## THE RECORDS
※

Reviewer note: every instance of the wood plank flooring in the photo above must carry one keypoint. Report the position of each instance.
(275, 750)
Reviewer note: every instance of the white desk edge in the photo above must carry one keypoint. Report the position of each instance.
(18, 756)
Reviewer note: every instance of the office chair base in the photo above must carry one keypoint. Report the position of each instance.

※

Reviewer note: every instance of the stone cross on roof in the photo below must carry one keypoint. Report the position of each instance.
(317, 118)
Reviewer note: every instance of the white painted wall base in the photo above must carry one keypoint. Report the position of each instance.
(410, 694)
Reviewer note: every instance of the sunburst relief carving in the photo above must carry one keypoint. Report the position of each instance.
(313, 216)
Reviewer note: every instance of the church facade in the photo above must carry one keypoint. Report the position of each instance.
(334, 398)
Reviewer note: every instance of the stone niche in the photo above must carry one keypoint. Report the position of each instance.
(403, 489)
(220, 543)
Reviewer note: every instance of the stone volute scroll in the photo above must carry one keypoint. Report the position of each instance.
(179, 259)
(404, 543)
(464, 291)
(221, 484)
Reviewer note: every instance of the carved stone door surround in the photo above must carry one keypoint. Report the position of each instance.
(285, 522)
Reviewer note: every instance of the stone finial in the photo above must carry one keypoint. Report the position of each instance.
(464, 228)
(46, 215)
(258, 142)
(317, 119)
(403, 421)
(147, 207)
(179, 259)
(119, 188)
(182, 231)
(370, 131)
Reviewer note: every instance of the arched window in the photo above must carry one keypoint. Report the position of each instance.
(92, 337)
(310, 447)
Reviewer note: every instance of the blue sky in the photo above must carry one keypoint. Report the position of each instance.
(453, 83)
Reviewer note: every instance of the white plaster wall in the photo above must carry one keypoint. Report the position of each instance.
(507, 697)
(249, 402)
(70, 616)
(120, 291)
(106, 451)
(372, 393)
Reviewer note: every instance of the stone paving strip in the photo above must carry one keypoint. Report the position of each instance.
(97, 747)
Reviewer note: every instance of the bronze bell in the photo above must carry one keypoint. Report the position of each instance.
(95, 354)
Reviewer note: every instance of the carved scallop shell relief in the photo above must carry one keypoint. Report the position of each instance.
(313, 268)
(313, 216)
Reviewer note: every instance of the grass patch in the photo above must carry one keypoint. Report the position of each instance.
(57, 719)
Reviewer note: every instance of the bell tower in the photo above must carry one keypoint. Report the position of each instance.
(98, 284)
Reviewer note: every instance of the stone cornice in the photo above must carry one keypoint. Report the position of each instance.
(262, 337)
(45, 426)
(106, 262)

※

## WORK REQUIRED
Would you print, exactly as written, every line above from the one holding "Reviewer note: every instance of the wood" through the one holding "Reviewer note: every instance of the office", with both included and no other lines?

## ANSWER TO THIS PROBLEM
Reviewer note: every instance of the wood plank flooring in the photo above must carry one keypoint. Report the position of each instance.
(275, 750)
Reviewer note: every instance of the white desk edge in the photo above must carry one keypoint. Report the position of each instance.
(18, 756)
Reviewer note: every instance of the office chair base in the photo above must carry one keypoint. Report the position of each instance.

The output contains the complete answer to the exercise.